Tu objetivo: Resume en dos oraciones el texto de origen.

Texto de origen:
-----

Un hombre nacido a finales del XVII como Pedro Agustín Morell de Santa Cruz debe estudiarse en el XVIII, dado que parte de su infancia, adolescencia, juventud y adultez, así como su obra intelectual, pertenecen de lleno a esta última centuria y los efectos de acción pública refieren a ese tiempo.

Y justamente a finales de ese siglo XVIII es cuando la colonia comienza a despertar del largo letargo de la miseria del XVII, pero entonces ocurre lo que ningún criollo previó que podía suceder: la cesión de la parte oriental de la isla a Francia, como dación de pago de la desastrosa guerra europea perdida por la metrópoli, si bien la memoria histórica debió recordarles tanto a los nativos como a las autoridades peninsulares de la Española que a finales de aquel lejano siglo XVII España había reconocido como propiedad de Francia la parte occidental de la isla.

Pero como lo ha mostrado Pedro Andrés Pérez Cabral  en “La comunidad mulata”, con dialéctica singular y con un tono de barroquismo prolongado al siglo XX, en ese siglo XVIII ha concluido el largo proceso de mulatización de la sociedad colonial y ya el criollo que ha oído y tenido noticias de lo ocurrido en los Estados Unidos en 1776 y en Francia en 1789, pero sobre todo lo que está acaeciendo en la parte occidental de la isla con los negros y mulatos de Haití levantados en armas contra el dominio colonial francés, ha parado la oreja y por lo menos se ha dedicado a cavilar un poco acerca del destino de los criollos de la parte oriental.

Este malestar comenzó con las devastaciones de Osorio y aunque se quedó en malestar (Deive trabaja metafóricamente este período en su novela del mismo título), hasta ahora todo el proceso de la colonia, la cesión a Francia, la España Boba, la ocupación haitiana, la independencia y la Restauración no ha sido simbolizado como conflicto inacabable en una unidad artística novelesca: la escritura de las vicisitudes de la fundación metafórica de la casa de todos, poéticamente trabajada en parte por Cayo Claudio Espinal en “Utopía de los vínculos”.

La cesión a Francia fue vista como un momento pasajero por los criollos y las autoridades peninsulares que le sacaron las castañas del fuego a la Revolución como forma de contención de lo que sucedía en Haití. Es decir, que no fue hasta Palo Hincado cuando algunos criollos pensaron que la isla podía iniciar un destino como el de las demás colonias que se habían levantado en armas en contra de España, en aquel 1810. Y el río sonó, aunque no trajera mucha agua y palos, con la llamada conspiración de los italianos. Por algo les condenaron a muerte a casi todos y el proceso verbal está publicado en libros y revistas.

-----

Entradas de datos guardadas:
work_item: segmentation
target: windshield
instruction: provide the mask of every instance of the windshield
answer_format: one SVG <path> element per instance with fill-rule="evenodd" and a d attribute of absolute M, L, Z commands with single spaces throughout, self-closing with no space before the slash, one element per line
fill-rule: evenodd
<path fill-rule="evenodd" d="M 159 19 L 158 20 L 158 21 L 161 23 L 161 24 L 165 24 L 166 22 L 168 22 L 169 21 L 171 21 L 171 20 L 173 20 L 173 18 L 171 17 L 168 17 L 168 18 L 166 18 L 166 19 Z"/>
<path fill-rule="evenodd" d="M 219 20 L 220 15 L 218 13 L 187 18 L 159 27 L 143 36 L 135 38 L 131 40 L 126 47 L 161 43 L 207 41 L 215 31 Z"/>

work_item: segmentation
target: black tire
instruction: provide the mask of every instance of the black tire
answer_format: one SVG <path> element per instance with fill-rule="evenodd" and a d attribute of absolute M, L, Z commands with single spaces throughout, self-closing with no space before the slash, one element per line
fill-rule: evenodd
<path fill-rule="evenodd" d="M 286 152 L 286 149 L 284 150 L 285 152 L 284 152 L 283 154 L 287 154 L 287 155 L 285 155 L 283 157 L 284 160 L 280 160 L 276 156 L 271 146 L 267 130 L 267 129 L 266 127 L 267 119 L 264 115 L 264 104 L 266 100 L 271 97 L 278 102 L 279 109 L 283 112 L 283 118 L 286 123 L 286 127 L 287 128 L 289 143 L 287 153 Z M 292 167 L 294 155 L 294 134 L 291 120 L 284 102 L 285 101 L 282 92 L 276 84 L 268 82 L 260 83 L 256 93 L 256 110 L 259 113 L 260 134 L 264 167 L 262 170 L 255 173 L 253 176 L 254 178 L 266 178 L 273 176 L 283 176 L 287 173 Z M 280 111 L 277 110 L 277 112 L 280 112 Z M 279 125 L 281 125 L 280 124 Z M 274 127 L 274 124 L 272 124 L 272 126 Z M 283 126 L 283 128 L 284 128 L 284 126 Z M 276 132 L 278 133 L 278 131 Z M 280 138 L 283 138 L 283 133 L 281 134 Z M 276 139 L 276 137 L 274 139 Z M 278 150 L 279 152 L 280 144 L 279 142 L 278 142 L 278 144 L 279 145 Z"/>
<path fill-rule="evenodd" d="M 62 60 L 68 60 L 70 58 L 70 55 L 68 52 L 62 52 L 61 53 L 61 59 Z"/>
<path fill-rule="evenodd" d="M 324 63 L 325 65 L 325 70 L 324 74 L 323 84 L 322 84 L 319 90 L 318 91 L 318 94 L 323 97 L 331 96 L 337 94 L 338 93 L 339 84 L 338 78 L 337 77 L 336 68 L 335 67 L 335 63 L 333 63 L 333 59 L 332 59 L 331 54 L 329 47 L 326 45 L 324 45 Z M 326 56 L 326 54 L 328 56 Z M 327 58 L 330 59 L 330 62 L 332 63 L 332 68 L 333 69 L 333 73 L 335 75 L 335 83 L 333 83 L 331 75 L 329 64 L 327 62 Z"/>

-----

Cuadro de respuesta: A finales del siglo XVIII, cuando la colonia empezaba a salir de la miseria del XVII, ocurrió algo que ningún criollo previó: la cesión de la parte oriental de la isla a Francia como pago de una guerra europea que la metrópoli había perdido. Para entonces había concluido la mulatización de la sociedad colonial, y los criollos, enterados de lo sucedido en Estados Unidos, Francia y sobre todo Haití, vieron la cesión como algo pasajero; no fue hasta Palo Hincado cuando algunos pensaron que la isla podía seguir el destino de las colonias levantadas en armas contra España.